Annotation data for object locations:
================

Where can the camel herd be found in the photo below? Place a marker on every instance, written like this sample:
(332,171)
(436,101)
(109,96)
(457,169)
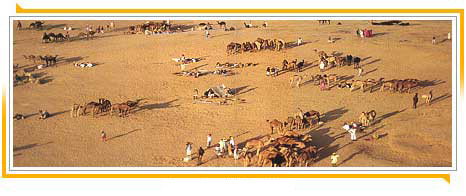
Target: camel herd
(257,45)
(102,106)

================

◆ **The request**
Turn every line of the items above into a JSON list of strings, one string per line, with blank lines and the pictures left out.

◆ **Solution to this problem**
[
  "Where can the camel herd be found in the photo below? Place a marker on every instance, written like this sample:",
  "(332,171)",
  "(436,101)",
  "(109,96)",
  "(457,169)",
  "Target: camel herd",
  "(257,45)",
  "(102,106)"
]